Far as SRAM goes, it looks reasonably nice, but the nearly all-black look doesn't quite light my fire, even though I do own a SRAM-ano bike. 
.


----------



## tarwheel2 (Jul 7, 2005)

I tend to agree, but think the proliferation of carbon and/or black "faux carbon" in components is just as bad. When I built up my last bike, I put a Campy Centaur crank on it even tho the rest of the bike has Shimano components because DA/Ultegra compact cranks are so ugly.


----------



## nayr497 (Nov 8, 2008)

Can't just say it's all ugly or all sexy...

Older Shimano 600 cranksets...sexy!

New Ultegra cranksets....oooufff. Not good.

^tarwheels's Centaur crankset...so sexy!

Some Sram stuff is nice, some is ugly.

I like most Campagnolo stuff, but not all. I have a 1991 C-Record gruppo and that sure is nice to look at, and shift!


----------



## vladvm (May 4, 2010)

IMO Best groupset ever made 7800


----------



## pigpen (Sep 28, 2005)

You can still find NOS Campy Record alloy cranks.
Some of the best looking cranks every made.

Athena 11s rear derailleur is very nice looking and is not rough at all.
Athena 11s front is quite nice also.

Pop for the Chorus shifters. 

Build will look nice even with a touch of black.


----------



## robdamanii (Feb 13, 2006)

Wonder if it's possible to fit aluminum rival levers on Red or some similar shifter housing to give you that aluminum look.


----------



## terbennett (Apr 1, 2006)

vladvm said:


> IMO Best groupset ever made 7800


That's what I'm talking about.. the 7800 crank is gorgeous.:thumbsup:


----------



## terbennett (Apr 1, 2006)

This has been an issue for years. Many Campy fans found themselves going to Shimano because Campy's offerings were dwindling for years. My undertanding was that Shimano was the only option for the classic look. With the new systems however, that is gone too. Might I recommend look for NOS or a used 6600/7800 group too?


----------



## frdfandc (Nov 27, 2007)

■ Data provided:
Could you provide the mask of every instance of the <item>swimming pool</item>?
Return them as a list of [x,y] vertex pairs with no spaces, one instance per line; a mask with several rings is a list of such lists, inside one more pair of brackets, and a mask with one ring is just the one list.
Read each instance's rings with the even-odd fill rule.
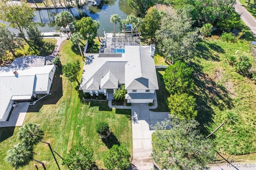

■ Set problem:
Translate this sentence from the cycling forum thread above into Spanish: "Many Campy fans found themselves going to Shimano because Campy's offerings were dwindling for years."

■ Answer for the task:
Muchos aficionados de Campy acabaron pasándose a Shimano porque la oferta de Campy llevaba años menguando.